WORK TO DO
Reproduce the stretch of records from the start through the line containing "399 362 L 392", including the requests. In the answers only, multiply every outline coordinate by 0.6 and round each result to a whole number, rounding halves up.

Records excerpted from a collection
—————
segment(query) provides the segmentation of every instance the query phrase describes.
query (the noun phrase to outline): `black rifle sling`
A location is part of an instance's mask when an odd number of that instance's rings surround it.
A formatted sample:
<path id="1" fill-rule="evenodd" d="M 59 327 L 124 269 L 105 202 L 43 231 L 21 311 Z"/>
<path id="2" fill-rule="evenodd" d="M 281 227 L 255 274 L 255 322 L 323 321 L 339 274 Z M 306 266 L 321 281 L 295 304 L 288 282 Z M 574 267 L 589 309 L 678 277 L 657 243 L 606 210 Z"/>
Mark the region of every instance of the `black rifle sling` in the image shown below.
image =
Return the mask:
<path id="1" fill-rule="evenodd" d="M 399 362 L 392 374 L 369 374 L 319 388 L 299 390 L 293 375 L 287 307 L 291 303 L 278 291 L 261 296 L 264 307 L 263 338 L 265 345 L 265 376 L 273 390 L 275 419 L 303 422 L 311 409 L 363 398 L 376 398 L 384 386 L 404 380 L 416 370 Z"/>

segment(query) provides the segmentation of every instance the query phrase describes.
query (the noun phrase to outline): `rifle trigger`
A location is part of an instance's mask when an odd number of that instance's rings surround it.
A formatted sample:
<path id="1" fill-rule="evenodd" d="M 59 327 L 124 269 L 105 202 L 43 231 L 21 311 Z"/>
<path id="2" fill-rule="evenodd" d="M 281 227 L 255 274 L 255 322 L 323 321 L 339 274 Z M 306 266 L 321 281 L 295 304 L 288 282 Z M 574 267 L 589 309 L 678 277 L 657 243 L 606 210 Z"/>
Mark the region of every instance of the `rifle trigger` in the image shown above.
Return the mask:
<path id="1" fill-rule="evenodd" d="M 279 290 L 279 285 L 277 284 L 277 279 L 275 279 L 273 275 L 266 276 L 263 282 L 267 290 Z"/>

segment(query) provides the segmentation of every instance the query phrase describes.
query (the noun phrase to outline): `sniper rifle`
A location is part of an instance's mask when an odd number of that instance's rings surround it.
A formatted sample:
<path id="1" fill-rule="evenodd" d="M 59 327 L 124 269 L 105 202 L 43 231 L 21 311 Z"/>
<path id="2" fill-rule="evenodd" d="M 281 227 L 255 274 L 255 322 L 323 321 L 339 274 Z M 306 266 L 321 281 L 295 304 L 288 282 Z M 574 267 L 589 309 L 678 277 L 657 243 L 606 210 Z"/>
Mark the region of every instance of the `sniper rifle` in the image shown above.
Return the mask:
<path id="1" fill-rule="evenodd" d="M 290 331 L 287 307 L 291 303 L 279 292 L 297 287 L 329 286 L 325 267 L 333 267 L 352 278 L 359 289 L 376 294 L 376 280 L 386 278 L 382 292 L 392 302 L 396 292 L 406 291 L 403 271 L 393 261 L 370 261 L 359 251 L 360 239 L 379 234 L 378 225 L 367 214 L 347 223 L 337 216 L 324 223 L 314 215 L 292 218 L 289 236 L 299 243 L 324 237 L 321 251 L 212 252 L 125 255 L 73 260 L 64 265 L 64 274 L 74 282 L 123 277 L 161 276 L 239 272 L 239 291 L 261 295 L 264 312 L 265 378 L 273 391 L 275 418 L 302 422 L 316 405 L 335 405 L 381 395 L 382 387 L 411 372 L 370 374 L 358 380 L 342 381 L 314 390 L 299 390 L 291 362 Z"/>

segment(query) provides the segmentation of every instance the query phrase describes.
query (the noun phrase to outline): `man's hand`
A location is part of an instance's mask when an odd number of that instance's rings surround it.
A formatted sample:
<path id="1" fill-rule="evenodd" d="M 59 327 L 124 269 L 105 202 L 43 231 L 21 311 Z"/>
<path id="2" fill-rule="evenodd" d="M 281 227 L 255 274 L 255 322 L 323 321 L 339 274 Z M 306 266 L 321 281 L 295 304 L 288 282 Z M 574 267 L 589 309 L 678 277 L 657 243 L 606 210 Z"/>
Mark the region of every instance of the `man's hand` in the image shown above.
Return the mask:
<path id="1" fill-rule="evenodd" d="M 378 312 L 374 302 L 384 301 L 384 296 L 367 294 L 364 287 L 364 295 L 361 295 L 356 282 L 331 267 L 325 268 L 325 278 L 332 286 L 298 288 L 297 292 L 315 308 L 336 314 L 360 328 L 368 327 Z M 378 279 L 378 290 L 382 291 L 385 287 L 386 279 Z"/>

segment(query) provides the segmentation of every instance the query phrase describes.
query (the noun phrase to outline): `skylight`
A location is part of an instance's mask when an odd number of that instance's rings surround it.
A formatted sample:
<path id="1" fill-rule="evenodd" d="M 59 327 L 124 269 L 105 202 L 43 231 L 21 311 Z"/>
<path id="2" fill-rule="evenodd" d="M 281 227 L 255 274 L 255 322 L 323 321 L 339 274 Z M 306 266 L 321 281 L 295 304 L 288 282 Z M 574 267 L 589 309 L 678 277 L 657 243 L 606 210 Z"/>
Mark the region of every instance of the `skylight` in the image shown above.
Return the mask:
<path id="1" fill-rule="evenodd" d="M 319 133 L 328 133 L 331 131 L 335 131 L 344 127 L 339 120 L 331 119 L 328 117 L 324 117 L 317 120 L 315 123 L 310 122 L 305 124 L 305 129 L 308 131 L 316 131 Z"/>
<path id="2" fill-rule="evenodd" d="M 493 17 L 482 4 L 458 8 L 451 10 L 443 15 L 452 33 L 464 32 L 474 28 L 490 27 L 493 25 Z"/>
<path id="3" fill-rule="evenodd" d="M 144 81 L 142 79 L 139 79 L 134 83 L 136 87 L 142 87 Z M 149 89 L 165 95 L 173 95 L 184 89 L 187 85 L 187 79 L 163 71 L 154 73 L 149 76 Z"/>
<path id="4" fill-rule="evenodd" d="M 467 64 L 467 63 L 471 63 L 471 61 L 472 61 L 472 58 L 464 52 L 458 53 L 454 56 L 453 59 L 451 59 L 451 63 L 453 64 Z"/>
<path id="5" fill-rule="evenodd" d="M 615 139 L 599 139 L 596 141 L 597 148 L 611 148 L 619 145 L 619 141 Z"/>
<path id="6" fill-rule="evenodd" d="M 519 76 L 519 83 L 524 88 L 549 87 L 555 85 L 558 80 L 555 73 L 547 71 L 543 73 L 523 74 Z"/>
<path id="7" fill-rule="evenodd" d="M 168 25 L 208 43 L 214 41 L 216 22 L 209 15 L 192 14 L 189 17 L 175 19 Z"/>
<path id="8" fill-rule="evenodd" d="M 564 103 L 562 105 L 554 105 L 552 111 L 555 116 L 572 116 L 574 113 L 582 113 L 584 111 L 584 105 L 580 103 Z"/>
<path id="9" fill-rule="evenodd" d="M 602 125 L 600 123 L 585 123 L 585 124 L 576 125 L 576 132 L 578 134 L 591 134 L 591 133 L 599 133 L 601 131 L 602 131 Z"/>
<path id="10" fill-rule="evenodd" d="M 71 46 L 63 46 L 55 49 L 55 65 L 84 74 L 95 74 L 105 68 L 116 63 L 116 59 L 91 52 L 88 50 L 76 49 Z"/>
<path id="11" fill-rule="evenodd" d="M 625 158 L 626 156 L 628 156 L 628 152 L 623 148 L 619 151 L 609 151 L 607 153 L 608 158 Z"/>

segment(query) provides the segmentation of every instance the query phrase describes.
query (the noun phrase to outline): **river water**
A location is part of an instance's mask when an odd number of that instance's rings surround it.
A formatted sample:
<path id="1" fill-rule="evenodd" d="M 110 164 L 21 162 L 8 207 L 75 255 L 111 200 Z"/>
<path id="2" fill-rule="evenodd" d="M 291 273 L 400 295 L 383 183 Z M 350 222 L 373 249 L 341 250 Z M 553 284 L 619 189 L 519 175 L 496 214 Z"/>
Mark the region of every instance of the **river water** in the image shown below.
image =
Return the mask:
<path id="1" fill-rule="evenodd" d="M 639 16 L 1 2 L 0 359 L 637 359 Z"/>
—————
EXERCISE ANSWER
segment(query) provides the segmentation of every instance the query phrase describes.
query (the noun phrase to outline): `black rifle sling`
A location is part of an instance's mask when an odd number of that instance's rings surround it.
A formatted sample:
<path id="1" fill-rule="evenodd" d="M 59 327 L 124 269 L 105 202 L 43 231 L 21 311 Z"/>
<path id="2" fill-rule="evenodd" d="M 281 227 L 255 274 L 255 322 L 323 321 L 339 274 Z M 306 266 L 321 281 L 295 304 L 288 282 Z M 574 267 L 589 309 L 678 277 L 657 243 L 606 210 Z"/>
Mark the region of every instance of the `black rifle sling` in the image shown below.
image =
Return the mask:
<path id="1" fill-rule="evenodd" d="M 239 217 L 235 224 L 221 224 L 191 233 L 179 234 L 176 225 L 172 184 L 175 182 L 167 175 L 157 178 L 158 184 L 158 203 L 159 207 L 159 226 L 164 234 L 165 251 L 182 253 L 187 245 L 218 239 L 226 239 L 230 232 L 242 228 L 250 222 Z"/>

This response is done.